[Records supplied]
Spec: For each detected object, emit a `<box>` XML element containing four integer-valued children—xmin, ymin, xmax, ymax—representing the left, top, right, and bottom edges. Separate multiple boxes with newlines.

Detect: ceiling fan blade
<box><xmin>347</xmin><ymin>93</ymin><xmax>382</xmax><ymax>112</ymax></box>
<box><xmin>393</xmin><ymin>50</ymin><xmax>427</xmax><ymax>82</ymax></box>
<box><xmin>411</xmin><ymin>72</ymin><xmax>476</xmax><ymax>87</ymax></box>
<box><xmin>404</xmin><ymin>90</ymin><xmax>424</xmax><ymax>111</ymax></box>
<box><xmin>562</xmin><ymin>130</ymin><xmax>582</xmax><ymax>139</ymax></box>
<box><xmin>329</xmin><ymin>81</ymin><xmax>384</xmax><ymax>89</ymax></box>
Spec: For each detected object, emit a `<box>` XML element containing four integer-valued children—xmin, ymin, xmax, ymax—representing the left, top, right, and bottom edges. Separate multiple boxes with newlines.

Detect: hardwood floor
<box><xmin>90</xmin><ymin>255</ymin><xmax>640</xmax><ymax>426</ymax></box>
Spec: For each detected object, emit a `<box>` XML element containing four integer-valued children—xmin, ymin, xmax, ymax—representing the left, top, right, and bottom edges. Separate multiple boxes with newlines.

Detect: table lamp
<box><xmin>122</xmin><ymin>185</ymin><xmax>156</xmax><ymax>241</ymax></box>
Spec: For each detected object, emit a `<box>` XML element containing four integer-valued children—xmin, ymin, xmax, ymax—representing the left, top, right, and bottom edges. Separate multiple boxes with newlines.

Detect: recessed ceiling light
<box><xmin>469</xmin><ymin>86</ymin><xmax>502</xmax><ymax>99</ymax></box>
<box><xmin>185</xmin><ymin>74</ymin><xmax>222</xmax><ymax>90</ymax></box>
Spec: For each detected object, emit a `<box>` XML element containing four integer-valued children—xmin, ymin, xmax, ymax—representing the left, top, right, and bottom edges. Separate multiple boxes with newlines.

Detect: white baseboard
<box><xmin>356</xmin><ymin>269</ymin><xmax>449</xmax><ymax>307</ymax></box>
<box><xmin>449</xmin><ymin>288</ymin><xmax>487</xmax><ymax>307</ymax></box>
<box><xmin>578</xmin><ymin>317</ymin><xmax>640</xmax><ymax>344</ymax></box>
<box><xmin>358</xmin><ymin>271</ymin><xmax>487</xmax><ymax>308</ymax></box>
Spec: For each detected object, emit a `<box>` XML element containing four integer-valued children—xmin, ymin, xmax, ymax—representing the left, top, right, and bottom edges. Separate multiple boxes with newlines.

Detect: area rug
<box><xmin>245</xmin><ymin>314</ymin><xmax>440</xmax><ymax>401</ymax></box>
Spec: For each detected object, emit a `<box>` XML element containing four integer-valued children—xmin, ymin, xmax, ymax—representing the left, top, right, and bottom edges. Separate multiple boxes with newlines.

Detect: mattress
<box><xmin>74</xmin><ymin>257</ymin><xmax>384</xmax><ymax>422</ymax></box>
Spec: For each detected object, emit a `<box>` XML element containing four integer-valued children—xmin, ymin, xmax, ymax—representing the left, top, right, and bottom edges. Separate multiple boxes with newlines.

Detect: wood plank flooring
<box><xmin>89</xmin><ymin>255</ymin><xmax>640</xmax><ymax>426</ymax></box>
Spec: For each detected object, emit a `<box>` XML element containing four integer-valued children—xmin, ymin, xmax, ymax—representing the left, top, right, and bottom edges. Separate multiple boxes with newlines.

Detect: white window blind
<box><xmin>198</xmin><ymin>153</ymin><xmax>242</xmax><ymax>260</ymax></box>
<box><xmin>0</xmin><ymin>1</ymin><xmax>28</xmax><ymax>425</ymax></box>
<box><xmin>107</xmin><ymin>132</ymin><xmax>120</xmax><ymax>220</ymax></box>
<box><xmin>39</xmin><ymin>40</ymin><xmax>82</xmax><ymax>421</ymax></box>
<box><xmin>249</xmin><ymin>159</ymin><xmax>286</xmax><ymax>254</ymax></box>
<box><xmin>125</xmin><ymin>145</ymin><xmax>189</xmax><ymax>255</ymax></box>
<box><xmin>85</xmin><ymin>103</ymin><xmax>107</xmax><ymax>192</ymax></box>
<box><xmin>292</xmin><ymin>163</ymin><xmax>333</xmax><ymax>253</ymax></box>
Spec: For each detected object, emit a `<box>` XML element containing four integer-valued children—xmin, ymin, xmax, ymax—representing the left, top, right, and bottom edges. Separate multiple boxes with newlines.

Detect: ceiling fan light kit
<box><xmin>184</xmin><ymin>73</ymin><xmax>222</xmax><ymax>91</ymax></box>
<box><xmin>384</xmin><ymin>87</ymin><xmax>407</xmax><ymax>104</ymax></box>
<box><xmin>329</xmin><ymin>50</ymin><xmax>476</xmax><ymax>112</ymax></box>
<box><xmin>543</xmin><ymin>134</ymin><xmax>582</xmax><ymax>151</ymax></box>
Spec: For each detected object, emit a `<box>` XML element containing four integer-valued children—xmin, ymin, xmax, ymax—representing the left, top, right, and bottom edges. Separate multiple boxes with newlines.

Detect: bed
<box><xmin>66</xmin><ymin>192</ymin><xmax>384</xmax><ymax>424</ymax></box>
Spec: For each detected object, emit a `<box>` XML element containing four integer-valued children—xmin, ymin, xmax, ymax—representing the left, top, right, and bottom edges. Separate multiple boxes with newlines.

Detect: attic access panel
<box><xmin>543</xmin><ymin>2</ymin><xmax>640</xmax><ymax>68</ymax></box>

[Prompt] Pick out every line above that contains the word "ceiling", and copy each one.

[Answer in full]
Detect: ceiling fan blade
Detect: recessed ceiling light
Detect: ceiling fan light kit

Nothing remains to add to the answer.